#### やること:
1. 本文にある次の文を英語に訳してください:「最短5年で、非課税枠1800万円を全部埋められます。」
2. 本文によると、新NISAの「成長投資枠」の年間上限はいくらですか。
3. 本文の「つまり、年間360万円まで」で始まる段落を、主な事実を残して箇条書きにまとめてください。

#### 本文:

+--

「新NISAで1億円は実績に基づいた現実的な数字」 10万部突破『新NISA完全攻略』著者・山口貴大インタビュー
新NISAは画期的な制度
ーー22年には著作『年収300万円FIRE 貯金ゼロから7年でセミリタイアする「お金の増やし方」』(KADOKAWA)を刊行し、自身の経験を元にFIRE(経済的自立・早期リタイア)を達成する方法を解説しています。そしてこの度、『【新NISA完全攻略】月5万円から始める「リアルすぎる」1億円の作り方』を出版し、話題を呼んでいますね。投資で得た利益が非課税になるNISAですが、新NISAは大きな変更点は何でしょうか?
山口:まず、非課税投資枠の上限が一気に上がって、合計1800万円となりました。従来の「つみたてNISA」と「一般NISA」がひとつになったのですが、「つみたてNISA」は年間40万円だったのが、新NISA「つみたて投資枠」では3倍の120万円まで可能になりました。今まで1ヶ月で3万3333円と割り切れずに気持ちの悪かった数字しか積み立てできませんでしたが、いまでは10万円となった。それだけの額があると15~20年後に資産が増えてくるので、これは大きなことですね。そして従来の「一般NISA」は年間120万円でしたが、新NISAの「成長投資枠」は2倍の240万円となりました。
■新NISA(金融庁ホームページより)
■旧NISA(金融庁ホームページより)
つまり、年間360万円まで非課税枠で投資できる箱があるようなものです。最短5年で、非課税枠1800万円を全部埋められます。旧NISAで15~20年間も運用するとなると、高齢の方にとっては長すぎる。それが短い5年で投資ができて、配当金や値上がり益が非課税になるのは大きいでしょう。また、旧NISAは売却したら非課税枠が終了していましたが、新NISAは非課税枠が復活するようになりました。
この1800万円は一般の方にとっては大きい金額ですよね。富裕層の方以外にとっては、投資における税金はもう払わなくていいというのと同義でしょう。本当に画期的な制度だと思います。
ーー山口さんが新NISAの投資対象として勧めるインデックスファンドとは?
山口:そもそもファンドというのは、投資信託です。投資信託とは、金融商品がパッケージ化されているもの。例えば、A社という銘柄だけに投資して倒産するとゼロになりますが、投資信託はA社もB社もC社も...といろいろ入っているので、A社が倒産したとしても、資産が大きく減ることはありません。むしろ他の株が全部上がっていたら、プラスになるかもしれない。そういう意味で、個別株よりも、投資信託を選ぶほうがリスクは分散されています。
投資信託には、アクティブファンドとインデックスファンドがあります。アクティブファンドはファンドマネージャーと呼ばれる運用のプロが、自らの裁量で投資方針や銘柄を決めます。例えば「これから先、AIやEVが上がりそうだな」と考えて、当たりをつけてポートフォリオ(資産形成上の金融商品の組み合わせ)を組んでいる。
一方、インデックスファンドは、株価指数に連動して機械的に選ばれます。例えば日本株だったら、日経平均やTOPIXといった株価指数に連動したポートフォリオが組まれる。アメリカだったら、S&P500、ナスダック、NYダウといった指数で選ばれている銘柄で組まれます。

+--

#### データ:
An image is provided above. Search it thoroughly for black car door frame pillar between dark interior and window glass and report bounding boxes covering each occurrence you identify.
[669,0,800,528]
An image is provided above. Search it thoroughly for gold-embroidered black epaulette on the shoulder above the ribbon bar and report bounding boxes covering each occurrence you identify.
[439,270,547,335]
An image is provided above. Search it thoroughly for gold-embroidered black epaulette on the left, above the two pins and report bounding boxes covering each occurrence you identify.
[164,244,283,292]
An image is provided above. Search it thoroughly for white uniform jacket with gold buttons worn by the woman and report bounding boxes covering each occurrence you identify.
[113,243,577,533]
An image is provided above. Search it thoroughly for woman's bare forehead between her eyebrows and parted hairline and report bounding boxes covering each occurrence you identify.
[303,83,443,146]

+--

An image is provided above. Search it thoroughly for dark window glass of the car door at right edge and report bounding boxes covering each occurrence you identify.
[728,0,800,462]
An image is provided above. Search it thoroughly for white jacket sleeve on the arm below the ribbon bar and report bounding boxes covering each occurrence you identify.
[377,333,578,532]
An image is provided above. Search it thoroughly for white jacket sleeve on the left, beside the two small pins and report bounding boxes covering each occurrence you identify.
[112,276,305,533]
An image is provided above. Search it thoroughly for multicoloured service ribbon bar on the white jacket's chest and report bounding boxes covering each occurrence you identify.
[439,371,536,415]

+--

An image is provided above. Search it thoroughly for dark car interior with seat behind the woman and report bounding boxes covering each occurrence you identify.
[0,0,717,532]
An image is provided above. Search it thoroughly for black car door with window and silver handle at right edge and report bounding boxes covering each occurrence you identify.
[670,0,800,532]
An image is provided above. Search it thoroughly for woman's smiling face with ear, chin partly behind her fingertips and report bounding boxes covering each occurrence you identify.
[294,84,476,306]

+--

#### 解答:
1. The entire 18 million yen tax-exempt allowance can be filled in as little as five years.

2. 年間240万円です。

3.
- 年間360万円まで非課税枠で投資できる。
- 最短5年で非課税枠1800万円を全部埋められる。
- 旧NISAでの15~20年の運用は高齢の方には長すぎるが、新NISAは5年で投資でき、配当金や値上がり益が非課税になる。
- 旧NISAは売却すると非課税枠が終了したが、新NISAでは非課税枠が復活する。